Sex and Death

When Adam had lived 130 years, he fathered a son in his own likeness, after his image, and named him Seth. The days of Adam after he fathered Seth were 800 years; and he had other sons and daughters. Thus all the days that Adam lived were 930 years, and he died. Genesis 5:3-5

 Adam and Eve had children, who had children, who had more, and more, and more children.

In Genesis 5 we see that if there was one command of God that human beings have tended to obey, it is the command to be fruitful and multiply.  God not only ordained that human beings procreate more human beings, He programmed into human beings a desire to do what leads to propagation of the human race. 

First, God ordained marriage of one man and one woman, for life, as the one and only place that the procreative act is to take place (Genesis 2).

Second, God ordained that the act leading to procreation be exceedingly pleasurable.

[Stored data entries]
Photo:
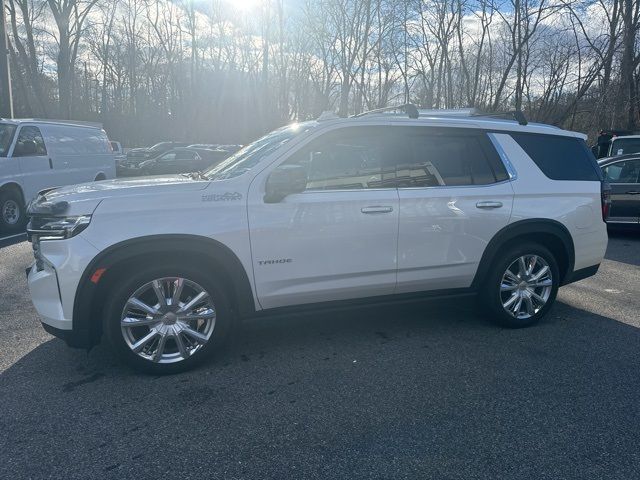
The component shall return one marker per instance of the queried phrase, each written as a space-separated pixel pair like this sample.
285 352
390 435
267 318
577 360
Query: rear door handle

**Problems to work on**
a – Please reproduce the passage on Genesis 5 word for word, from "Adam and Eve" down to "place (Genesis 2).".
b – Take the passage on Genesis 5 further, starting right after its last sentence.
The items come from a separate source unrelated to the passage on Genesis 5.

**Written answers**
a –
Adam and Eve had children, who had children, who had more, and more, and more children.

In Genesis 5 we see that if there was one command of God that human beings have tended to obey, it is the command to be fruitful and multiply.  God not only ordained that human beings procreate more human beings, He programmed into human beings a desire to do what leads to propagation of the human race. 

First, God ordained marriage of one man and one woman, for life, as the one and only place that the procreative act is to take place (Genesis 2).

b –
Sadly, since the fall, one of the most universally perverted aspects of human existence is sex.  Sexual intimacy is not perverted.  It is supremely holy as long as it is within the confines of God ordained marriage (Hebrews 13:4a).  What is perverted is what sin does with sexual intimacy outside of marriage that is a perversion of marriage.  God will judge all perversions of sex (Hebrews 13:4b).  All.

What has this to do with Jesus?  As wonderful as marriage is intended to be, and in fact can be, marriage is about more than the union of a man and a woman in matrimony.  Marriage is a living parable about the love relationship between Jesus (the Bridegroom), and His Church (the bride) described in Ephesians 5:22-33.

That passage in Ephesians 5 contains the most concentrated instruction about marriage in the Bible, but note that the passage on marriage concludes these words in (v.32): “This is a great mystery, but I speak concerning Christ and the church.

Understood correctly, sexual perversion is a desecration not only of the image of God, but of the parabolic image of Christ and His Church.  That goes a long way in explaining why God’s law requires the death penalty for certain sexual sins.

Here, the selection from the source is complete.